Output, word for word, the span of lines that starts at the one containing "Confirm that each instance of the wooden corner" and ends at the last line of the records.

(Beginning of SOURCE RECORDS)

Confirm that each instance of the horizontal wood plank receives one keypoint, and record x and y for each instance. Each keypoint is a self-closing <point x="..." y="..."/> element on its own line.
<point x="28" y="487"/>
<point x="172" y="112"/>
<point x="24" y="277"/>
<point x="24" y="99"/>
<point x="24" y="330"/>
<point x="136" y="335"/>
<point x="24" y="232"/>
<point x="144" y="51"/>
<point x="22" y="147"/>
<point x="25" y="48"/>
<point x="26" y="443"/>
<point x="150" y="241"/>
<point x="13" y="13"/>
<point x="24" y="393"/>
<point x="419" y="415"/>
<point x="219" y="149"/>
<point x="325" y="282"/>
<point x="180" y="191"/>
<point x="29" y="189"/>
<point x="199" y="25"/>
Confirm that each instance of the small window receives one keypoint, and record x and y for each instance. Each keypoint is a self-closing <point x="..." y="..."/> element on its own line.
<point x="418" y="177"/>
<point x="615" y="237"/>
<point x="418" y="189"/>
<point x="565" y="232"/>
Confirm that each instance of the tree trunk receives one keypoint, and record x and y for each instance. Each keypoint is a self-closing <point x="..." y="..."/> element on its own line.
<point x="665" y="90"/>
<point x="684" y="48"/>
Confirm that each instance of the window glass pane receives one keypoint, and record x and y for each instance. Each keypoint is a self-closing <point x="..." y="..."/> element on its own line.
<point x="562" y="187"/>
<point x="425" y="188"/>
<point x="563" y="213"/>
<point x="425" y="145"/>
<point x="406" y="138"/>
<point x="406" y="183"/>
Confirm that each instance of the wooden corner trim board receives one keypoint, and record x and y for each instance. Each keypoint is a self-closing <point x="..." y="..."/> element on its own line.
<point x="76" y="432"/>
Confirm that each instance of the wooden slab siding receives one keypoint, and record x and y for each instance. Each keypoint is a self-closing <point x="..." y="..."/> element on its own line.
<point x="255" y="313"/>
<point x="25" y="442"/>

(End of SOURCE RECORDS)

# RESPONSE
Confirm that each instance of the wooden corner trim board receives one keypoint, and record x and y for each instance. Each keypoint is a self-closing <point x="..." y="..."/> element on its own line.
<point x="76" y="432"/>
Confirm that each instance of the wooden slab siding receives one keypoint, and record x and y for each instance. Each keypoint is a self-closing <point x="..." y="..."/> element on its own line.
<point x="255" y="313"/>
<point x="25" y="442"/>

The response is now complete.